The task: Change "rear side window" to "rear quarter window" in the lines from the line with "Could you point out the rear side" to the line with "column 617, row 154". Keep everything else the same.

Coordinate annotation entries:
========================================================================
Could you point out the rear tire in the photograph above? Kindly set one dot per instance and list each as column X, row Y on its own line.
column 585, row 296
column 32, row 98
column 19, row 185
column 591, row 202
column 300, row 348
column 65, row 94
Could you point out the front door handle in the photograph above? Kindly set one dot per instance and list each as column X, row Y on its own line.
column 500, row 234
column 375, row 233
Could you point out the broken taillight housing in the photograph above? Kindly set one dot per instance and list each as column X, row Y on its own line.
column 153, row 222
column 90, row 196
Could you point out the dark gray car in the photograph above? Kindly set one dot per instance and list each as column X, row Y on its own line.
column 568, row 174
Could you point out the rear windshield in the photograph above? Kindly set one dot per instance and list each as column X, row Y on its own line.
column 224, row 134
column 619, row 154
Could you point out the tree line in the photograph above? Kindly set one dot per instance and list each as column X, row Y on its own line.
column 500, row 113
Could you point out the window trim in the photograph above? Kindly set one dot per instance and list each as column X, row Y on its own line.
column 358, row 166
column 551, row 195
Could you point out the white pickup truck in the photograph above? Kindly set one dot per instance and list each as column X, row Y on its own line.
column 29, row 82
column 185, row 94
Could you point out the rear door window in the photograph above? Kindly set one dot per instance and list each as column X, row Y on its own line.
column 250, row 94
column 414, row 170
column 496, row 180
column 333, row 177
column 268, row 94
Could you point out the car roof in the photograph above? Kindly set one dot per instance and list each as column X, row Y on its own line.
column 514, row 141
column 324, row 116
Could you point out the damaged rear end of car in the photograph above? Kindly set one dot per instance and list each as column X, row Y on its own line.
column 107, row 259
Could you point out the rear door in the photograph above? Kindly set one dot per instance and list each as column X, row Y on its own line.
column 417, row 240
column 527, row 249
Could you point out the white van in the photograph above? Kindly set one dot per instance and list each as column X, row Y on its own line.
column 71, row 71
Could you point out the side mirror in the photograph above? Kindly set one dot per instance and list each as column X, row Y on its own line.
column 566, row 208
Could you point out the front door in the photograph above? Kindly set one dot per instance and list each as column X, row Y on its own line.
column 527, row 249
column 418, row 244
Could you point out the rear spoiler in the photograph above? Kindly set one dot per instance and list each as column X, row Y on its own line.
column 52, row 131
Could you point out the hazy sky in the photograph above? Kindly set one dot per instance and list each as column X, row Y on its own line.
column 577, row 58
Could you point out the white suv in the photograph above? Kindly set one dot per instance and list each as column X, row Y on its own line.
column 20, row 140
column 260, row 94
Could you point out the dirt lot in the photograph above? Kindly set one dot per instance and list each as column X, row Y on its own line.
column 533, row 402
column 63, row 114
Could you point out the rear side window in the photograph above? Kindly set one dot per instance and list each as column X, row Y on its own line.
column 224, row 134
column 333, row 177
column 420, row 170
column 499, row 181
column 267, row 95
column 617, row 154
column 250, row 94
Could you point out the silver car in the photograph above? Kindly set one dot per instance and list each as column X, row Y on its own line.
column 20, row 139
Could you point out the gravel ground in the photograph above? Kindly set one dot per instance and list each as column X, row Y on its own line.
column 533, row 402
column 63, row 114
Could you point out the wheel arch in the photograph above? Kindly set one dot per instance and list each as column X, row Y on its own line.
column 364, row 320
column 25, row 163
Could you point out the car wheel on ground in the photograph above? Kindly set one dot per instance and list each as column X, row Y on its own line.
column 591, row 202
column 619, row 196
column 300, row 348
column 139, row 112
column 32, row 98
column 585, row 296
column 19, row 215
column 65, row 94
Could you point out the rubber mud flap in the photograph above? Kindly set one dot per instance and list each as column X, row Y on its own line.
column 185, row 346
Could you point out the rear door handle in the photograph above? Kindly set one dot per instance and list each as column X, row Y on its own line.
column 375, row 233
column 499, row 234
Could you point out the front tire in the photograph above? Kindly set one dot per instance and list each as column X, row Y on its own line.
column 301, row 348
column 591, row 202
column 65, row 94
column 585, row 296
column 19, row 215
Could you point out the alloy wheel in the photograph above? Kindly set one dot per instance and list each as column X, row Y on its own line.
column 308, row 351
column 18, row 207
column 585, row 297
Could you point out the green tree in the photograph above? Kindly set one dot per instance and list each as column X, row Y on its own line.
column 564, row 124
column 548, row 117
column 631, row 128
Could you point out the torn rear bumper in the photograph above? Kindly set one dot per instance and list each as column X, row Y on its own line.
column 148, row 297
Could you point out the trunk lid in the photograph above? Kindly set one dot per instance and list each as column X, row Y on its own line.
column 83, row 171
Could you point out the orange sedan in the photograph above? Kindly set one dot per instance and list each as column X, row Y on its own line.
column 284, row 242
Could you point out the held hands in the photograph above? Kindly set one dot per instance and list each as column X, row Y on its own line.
========================================================================
The response:
Could you point out the rear quarter window in the photograph above? Kindly set one dot per instance and list each as column X, row Y on its own line.
column 224, row 134
column 333, row 177
column 420, row 170
column 499, row 181
column 267, row 95
column 617, row 154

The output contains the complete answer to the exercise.